▶ [SET PROBLEM]:
Tally the lines in the data below that contain the string "pink", and reply with that number alone.

▶ [INPUT DATA]:
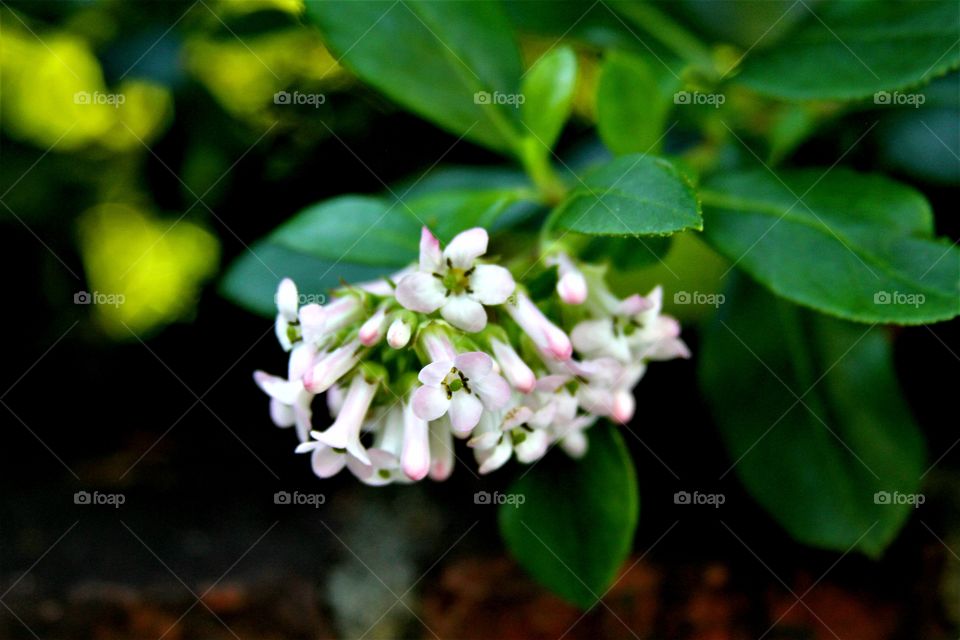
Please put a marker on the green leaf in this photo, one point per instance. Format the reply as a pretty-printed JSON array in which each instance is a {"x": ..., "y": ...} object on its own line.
[
  {"x": 445, "y": 61},
  {"x": 815, "y": 464},
  {"x": 548, "y": 91},
  {"x": 633, "y": 101},
  {"x": 632, "y": 195},
  {"x": 576, "y": 524},
  {"x": 857, "y": 246},
  {"x": 850, "y": 50}
]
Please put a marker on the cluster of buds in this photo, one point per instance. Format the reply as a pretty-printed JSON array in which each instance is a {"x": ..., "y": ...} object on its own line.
[{"x": 450, "y": 349}]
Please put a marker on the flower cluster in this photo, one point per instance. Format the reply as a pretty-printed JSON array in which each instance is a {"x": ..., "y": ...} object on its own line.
[{"x": 452, "y": 348}]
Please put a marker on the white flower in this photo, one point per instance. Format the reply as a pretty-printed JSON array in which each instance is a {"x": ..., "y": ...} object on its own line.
[
  {"x": 463, "y": 386},
  {"x": 452, "y": 282},
  {"x": 553, "y": 343},
  {"x": 344, "y": 433}
]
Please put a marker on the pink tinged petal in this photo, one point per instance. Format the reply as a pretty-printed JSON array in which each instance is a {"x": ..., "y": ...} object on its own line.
[
  {"x": 371, "y": 331},
  {"x": 464, "y": 313},
  {"x": 493, "y": 390},
  {"x": 533, "y": 446},
  {"x": 546, "y": 335},
  {"x": 331, "y": 368},
  {"x": 415, "y": 456},
  {"x": 281, "y": 414},
  {"x": 514, "y": 369},
  {"x": 277, "y": 387},
  {"x": 572, "y": 288},
  {"x": 421, "y": 292},
  {"x": 441, "y": 451},
  {"x": 624, "y": 406},
  {"x": 465, "y": 410},
  {"x": 280, "y": 329},
  {"x": 493, "y": 459},
  {"x": 431, "y": 258},
  {"x": 398, "y": 335},
  {"x": 344, "y": 433},
  {"x": 438, "y": 346},
  {"x": 326, "y": 462},
  {"x": 287, "y": 299},
  {"x": 429, "y": 403},
  {"x": 466, "y": 247},
  {"x": 434, "y": 373},
  {"x": 491, "y": 284},
  {"x": 474, "y": 364},
  {"x": 301, "y": 360}
]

▶ [CORRECT RESPONSE]:
1